かどいの『I'm in Rock!-Ⅱ』

ある文筆業者(分泌業者ではない)の生存証明。基本的に毎日更新。

ウルトラマンの置きどころ

 ウルトラマン平成三部作は「ウルトラマンとはなにか」を問い続けたシリーズだったと思う。

ウルトラマンティガ』では突然“光の巨人”にされてしまったマドカ・ダイゴが、ウルトラマンとしての自分と葛藤を続けたし(だからもうひとつの可能性としてのマサキ・ケイゴはどうしても必要な人物だった)、『ウルトラマンダイナ』では基本的に能天気なアスカ・シンの代わりにTPCウルトラマンの存在意義を問うた。アスカ自身も最終的には、「君だけを守りたい」という意志が中心だという彼なりの結論に至っている。
 これら二作で、制作陣にとって“ウルトラマンでやりたいこと”は片づいたらしい。だがあと一作を求められたとかで(その辺の詳細はよく知らないご容赦)、「じゃあ全然違うことを」と生み出したのが『ウルトラマンガイア』だったと仄聞する。結果的にガイアは、拮抗するふたりのウルトラメンがシリーズ当初から登場するという異例のシナリオとなり、全体を見てもヒーロー物語というよりは根源破滅招来体をコアとする群像劇として、おおいに多面的な作品となった。

• **提供資料**
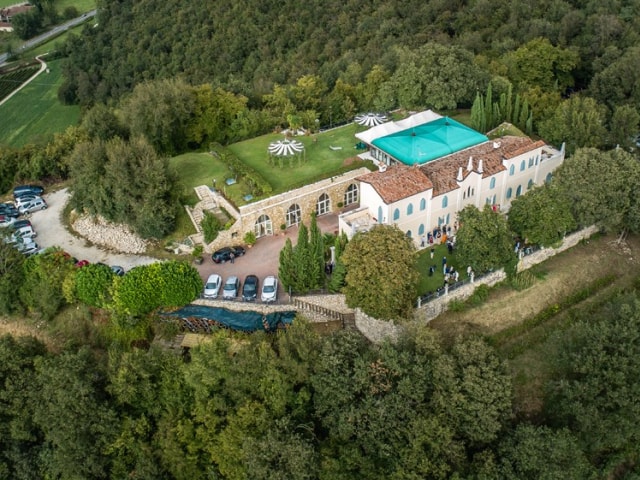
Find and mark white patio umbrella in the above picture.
[268,139,304,157]
[355,112,388,127]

• **設問**
1) ウルトラマン平成三部作の抜粋によると、『ウルトラマンダイナ』のアスカ・シンは最終的にどんな結論に至りましたか?
2) ウルトラマン平成三部作の抜粋にフルネームで登場する人物は誰ですか?すべて挙げてください。
3) ウルトラマン平成三部作の抜粋を、途切れたところから書き進めてください。
この資料は使わなくても解けます。

• **解答**
1) 「君だけを守りたい」という意志が中心だという結論です。

2) マドカ・ダイゴ、マサキ・ケイゴ、アスカ・シン

3)
 だがそのガイアにおいても、ウルトラマンとは? という問いかけはずっと続けられていた。いやむしろガイアにおいてこそ一番強く問われていたといえる。
 これだけ本体が謎扱いされるヒーローというのも珍しい気がする。

 確かにヒーロー自身による自身の存在意義の模索は、遅くとも1970年代からずっと続いてきたモチーフではある。日本でのひとつの極みは、石ノ森版『仮面ライダーBlack』かもしれない。
 だがウルトラマンの場合は、だいぶ様相が違う。
 ひとつには、ウルトラマンの出自が地球外だということがある。
 だから地球上の生物とは、価値観が全然違っている……だろう、多分。
 つまりなにを考えているか根本的にわからない。文字通りに「何者だ?」という疑問だ。
 さらには、それなのになぜ地球を守ってくれるのだ、という疑問がある。
 多くのヒーローは“身内”だ。脅かされる者たちと同類もしくはごく近縁種。旅人が集落の(時には世界の)救い主になるのもヒーロー譚の王道のひとつではあるが、それとてさすがに異星人ではない。およそ同じような能力を備えた同類に過ぎない。
 だがウルトラマンは完全に異種だ。
 だからこそ“彼”がなにを考えているかがわからないし、やつがなぜ地球人に与するのかもわからない。これはそれこそ初代の頃からあった謎だ。
 これについて初代は単に「地球(人)が好きになった」としている。ゾフィーがそう要約してくれた。セブンはよくわからないが、やはり個人の趣味だったようだ。もともとセブンは恒点観測員であって、侵略宇宙人と戦う義務なんぞ負っていない。最終エピソードでは上司が突然現れて戦いをやめさせようとするぐらいだ。こういっちゃなんだが、上司的には「地球人なんか放っとけ」という体だ。
 それでもなおセブンが戦った理由は「アマギ隊員がピンチなんだよ!」のひとことに凝縮されている。つまり個人的な好意だ。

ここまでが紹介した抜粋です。